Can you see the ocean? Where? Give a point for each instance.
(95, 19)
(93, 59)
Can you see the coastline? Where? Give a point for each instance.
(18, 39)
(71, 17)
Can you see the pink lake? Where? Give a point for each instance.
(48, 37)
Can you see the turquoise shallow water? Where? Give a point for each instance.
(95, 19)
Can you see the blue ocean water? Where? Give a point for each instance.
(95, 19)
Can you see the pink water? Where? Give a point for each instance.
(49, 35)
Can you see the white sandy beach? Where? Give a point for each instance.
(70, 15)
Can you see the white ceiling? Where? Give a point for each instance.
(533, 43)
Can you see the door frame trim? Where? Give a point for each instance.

——

YOUR INSTRUCTIONS |
The whole listing, restated word for word, is the expected answer.

RESULT OF THE TASK |
Can you see the ocean? Where? Give a point for each instance.
(95, 19)
(93, 59)
Can you see the coastline? Where? Give a point for each instance.
(18, 39)
(71, 17)
Can you see the pink lake? Where? Give a point for each instance.
(48, 37)
Can you see the turquoise shallow water? Where? Give a point for each instance.
(95, 19)
Can you see the blue ocean water? Where? Give a point for each instance.
(95, 19)
Can you see the pink water? Where? Give a point for each instance.
(49, 35)
Can you see the white sandy beach? Where? Give a point for each instance.
(70, 15)
Can you see the white ceiling? Where? Give a point for each instance.
(533, 43)
Can you see the door frame trim? Where? Give a point for each instance.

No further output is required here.